> **Information provided**:
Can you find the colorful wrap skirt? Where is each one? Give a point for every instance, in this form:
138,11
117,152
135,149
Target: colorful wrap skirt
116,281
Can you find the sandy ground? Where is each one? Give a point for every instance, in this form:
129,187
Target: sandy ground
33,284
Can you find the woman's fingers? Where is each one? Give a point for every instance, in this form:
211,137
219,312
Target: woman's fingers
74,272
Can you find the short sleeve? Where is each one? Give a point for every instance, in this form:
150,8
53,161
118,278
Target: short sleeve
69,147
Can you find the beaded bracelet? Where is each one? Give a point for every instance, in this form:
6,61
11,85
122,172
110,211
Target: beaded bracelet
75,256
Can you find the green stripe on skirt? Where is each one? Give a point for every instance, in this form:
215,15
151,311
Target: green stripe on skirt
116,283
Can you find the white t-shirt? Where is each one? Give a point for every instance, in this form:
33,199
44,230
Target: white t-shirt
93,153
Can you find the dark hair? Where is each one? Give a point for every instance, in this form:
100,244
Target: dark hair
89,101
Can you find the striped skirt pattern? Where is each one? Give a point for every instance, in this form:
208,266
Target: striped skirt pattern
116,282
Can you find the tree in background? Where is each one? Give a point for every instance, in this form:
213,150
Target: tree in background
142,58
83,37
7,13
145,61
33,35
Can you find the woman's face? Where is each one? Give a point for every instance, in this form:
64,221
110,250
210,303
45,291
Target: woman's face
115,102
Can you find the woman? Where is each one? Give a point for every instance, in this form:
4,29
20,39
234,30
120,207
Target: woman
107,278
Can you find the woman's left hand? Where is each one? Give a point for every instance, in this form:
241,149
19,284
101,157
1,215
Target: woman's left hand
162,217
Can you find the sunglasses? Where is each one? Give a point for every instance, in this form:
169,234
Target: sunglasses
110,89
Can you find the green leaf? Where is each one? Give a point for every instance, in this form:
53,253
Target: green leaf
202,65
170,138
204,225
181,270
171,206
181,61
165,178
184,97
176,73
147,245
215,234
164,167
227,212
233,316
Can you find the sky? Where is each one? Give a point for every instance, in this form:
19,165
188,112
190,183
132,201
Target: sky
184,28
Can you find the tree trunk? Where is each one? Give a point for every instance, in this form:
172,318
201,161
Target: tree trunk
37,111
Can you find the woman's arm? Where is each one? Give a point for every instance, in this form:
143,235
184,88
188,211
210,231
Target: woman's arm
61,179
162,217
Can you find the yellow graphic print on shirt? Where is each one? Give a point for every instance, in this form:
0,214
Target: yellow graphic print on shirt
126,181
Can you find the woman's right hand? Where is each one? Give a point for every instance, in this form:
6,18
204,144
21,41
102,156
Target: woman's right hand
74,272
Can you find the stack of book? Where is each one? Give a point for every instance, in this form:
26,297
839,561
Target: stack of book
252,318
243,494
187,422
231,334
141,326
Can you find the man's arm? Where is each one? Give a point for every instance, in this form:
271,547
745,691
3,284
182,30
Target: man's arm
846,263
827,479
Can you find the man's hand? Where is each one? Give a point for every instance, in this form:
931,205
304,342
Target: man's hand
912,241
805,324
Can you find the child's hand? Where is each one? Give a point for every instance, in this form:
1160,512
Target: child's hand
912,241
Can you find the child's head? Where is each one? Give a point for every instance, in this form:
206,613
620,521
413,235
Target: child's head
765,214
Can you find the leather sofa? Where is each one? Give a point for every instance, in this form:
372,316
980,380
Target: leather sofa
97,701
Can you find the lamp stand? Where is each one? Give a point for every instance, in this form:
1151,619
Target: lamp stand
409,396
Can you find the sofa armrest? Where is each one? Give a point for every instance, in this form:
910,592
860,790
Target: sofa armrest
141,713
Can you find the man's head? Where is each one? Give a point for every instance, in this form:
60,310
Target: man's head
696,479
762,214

> **Work order**:
A full, exact repeat of the entries above is required.

> **Task solution**:
Can you find the colorful wrap skirt? Where is each one? Give a point for every instance, in this form:
138,11
117,152
135,149
Target: colorful wrap skirt
116,281
Can you find the sandy ground? Where is each one? Give a point for every instance, in this form:
129,187
Target: sandy ground
33,284
Can you find the woman's fingers? Where is each one? Give a point for every instance, in this form:
211,137
219,312
Target: woman's fingers
74,272
Can you find the short sleeve? Where is each one? Give a point for every instance, in this form:
150,8
53,161
118,278
Target: short sleeve
69,147
Can you find the beaded bracelet? Where is each one? Give a point for every instance, in this form:
6,61
11,85
122,172
110,211
Target: beaded bracelet
75,256
Can you find the green stripe on skirt? Where is each one? Give a point for every instance, in this form:
215,15
151,311
Target: green stripe on skirt
116,283
Can you find the white t-shirt? Where is each one? Give a point for every instance, in this form:
33,199
44,230
Target: white t-shirt
93,153
Can you find the dark hair? Where is each one? Give a point for every instance, in this form:
100,244
Target: dark hair
89,101
Can you find the striped skirt pattern? Where is each one? Give a point for every instance, in this form:
208,266
Target: striped skirt pattern
116,282
Can you find the tree in background? Where is each one? Give a point for every instance, in this form:
213,150
Target: tree in background
142,58
83,37
7,13
145,61
33,35
Can you find the woman's face? Where is each one? Give a point for every instance, in this form:
64,221
110,250
210,303
45,291
Target: woman's face
115,102
Can you find the woman? Where is each one? Give a point for every instance, in this form:
4,29
20,39
234,30
120,207
Target: woman
107,278
Can you find the woman's left hand? Where is each one? Give a point for every instance, in this form:
241,149
19,284
101,157
1,215
Target: woman's left hand
162,217
Can you find the sunglasses? Where is each one? Give a point for every instance, in this form:
169,234
Target: sunglasses
110,89
Can you find the green leaf? Where is each one? Give a point for every instance, in this form:
53,253
Target: green leaf
202,65
170,138
204,225
181,270
171,206
181,61
165,178
184,97
176,73
147,245
215,234
164,167
227,212
233,316
Can you find the sky? Where is each one? Give a point for every instance, in this form:
19,165
188,112
190,183
132,201
Target: sky
184,28
Can you find the tree trunk? Where is each one? Give a point for every instance, in this form:
172,318
201,161
Target: tree trunk
37,111
Can you find the woman's arm? Where is each one? Give a point for every instance, in this form:
143,235
184,88
188,211
210,231
Target: woman's arm
61,179
162,217
Can you find the yellow graphic print on shirt? Where is each one? Give a point for every instance, in this form:
0,214
Target: yellow graphic print on shirt
126,181
Can you find the woman's right hand? Where is each one? Give a point for every instance, in this form:
6,18
204,144
21,41
102,156
Target: woman's right hand
74,272
Can you find the stack of book? Where is each one? Give a point for every instance, in this form:
26,297
839,561
Target: stack of book
252,318
243,494
187,422
231,334
141,326
Can you find the man's arm? Where is each one? Give a point for every instance, in this form:
271,547
745,691
3,284
182,30
Target: man's arm
846,263
827,479
Can you find the man's hand? Where is each one? Give a point for every instance, in this form:
931,205
304,342
Target: man's hand
912,241
805,324
Can you find the child's hand? Where is each one? Give a point for every instance, in this form:
1160,512
Target: child's hand
912,241
Can you find the child's head? Where is each one? Give a point for every instance, in this form:
206,613
620,521
413,235
Target: child's head
765,214
Can you find the leather sofa? Where is each one? Give a point for every instance, in this form:
372,316
980,380
Target: leather sofa
97,701
Can you find the lamp stand? Where is each one? Give a point for every instance, in this form:
1151,619
Target: lamp stand
409,396
Can you find the sofa armrest? Where is each one? Give a point for every instance, in this form:
910,592
860,790
Target: sofa armrest
141,713
Can you find the man's head? Where is each one? Give a point for every instance, in this form:
60,310
Target: man's head
696,479
762,214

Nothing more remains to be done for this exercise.